▶ Data shown
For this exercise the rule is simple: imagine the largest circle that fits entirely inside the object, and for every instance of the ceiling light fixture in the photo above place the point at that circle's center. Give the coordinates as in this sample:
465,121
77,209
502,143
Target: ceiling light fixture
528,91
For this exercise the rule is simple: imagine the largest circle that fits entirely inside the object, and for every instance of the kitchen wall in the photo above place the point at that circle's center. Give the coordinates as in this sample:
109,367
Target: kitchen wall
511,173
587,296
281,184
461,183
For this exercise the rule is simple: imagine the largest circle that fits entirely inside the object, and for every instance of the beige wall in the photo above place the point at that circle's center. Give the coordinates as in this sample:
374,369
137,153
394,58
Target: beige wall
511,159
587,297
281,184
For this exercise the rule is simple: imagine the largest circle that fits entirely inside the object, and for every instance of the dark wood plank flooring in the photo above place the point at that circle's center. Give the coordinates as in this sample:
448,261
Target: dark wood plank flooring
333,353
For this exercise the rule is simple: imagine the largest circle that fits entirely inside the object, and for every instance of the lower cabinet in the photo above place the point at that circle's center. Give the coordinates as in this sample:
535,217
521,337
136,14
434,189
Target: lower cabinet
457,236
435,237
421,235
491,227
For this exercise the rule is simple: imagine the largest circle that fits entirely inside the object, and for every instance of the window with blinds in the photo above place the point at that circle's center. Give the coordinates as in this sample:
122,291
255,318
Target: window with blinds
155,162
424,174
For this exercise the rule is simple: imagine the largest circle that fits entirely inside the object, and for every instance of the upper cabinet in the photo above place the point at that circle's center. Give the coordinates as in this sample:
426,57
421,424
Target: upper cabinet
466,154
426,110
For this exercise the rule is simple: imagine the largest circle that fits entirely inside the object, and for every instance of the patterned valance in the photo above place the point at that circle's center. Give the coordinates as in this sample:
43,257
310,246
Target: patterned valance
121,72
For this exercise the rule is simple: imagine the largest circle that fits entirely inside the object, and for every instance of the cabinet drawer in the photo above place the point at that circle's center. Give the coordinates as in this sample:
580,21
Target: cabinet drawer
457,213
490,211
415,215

▶ Work item
Copy out the records once more, exactly as they are written.

▶ Response to the task
For this exercise the rule is simple: imagine the largest circle that fits entirely inside the object, and for every instance of the ceiling light fixture in the photo above place the point at that circle's center. Give the coordinates as in this sample:
465,121
77,209
502,143
Target: ceiling light fixture
528,91
For this exercise the rule is simple: imagine the largest circle that fits entirely inside the object, and for every instance of the kitchen wall in the photo above place the point at that circle's center. Give the coordinates as in this sample:
109,367
Target: kitchen wall
511,173
587,296
281,184
461,183
For this exercise the rule is simple: imagine the largest circle that fits entirely inside the object, and for every instance of the beige wall in the photo above place the point at that circle's center. Give the coordinates as in this sample:
374,369
137,153
394,58
Target: beige wall
511,159
587,297
281,184
For this exercise the rule is simple: imagine the largest circle that fits entirely inside the object, and for every instance of the dark wood plank flooring in the photo above place the point at that circle's center. Give the coordinates as in this sample:
448,261
Target: dark wood plank flooring
333,353
For this exercise the rule is simple: imagine the largest circle that fits entirely inside the object, and for every instance of the lower cabinet in the photo above place the point at that circle's center. Give the coordinates as in this sample:
535,217
521,337
136,14
434,189
Target: lower cabinet
457,236
435,237
421,235
491,227
For this exercise the rule is simple: imagine the largest circle that fits entirely inside the object, and for every instance of the window with blinds in the photo above place the point at that circle's center. Give the coordinates as in this sample:
122,291
255,318
Target: window with blinds
155,162
424,174
For this exercise the rule is simple: imagine the largest circle that fits entirely inside the object, and for every instance of the upper cabinet in the photo above place the point at that circle's center. Give the coordinates as in this sample:
426,57
421,424
Target: upper cabinet
466,154
426,110
For this exercise the rule is simple: imagine the largest circle that fits entirely inside the object, and for every instance of the patterned valance in the photo above place the point at that circle's center. Give the coordinates as in this sample:
43,257
310,246
Target: patterned valance
121,72
For this exercise the rule is simple: imagine the largest circle that fits entirely inside the object, and for every instance of the cabinet drawer in the photo above place the point at that circle's center. Give the coordinates as in this sample:
580,21
Target: cabinet drawer
457,213
490,211
415,215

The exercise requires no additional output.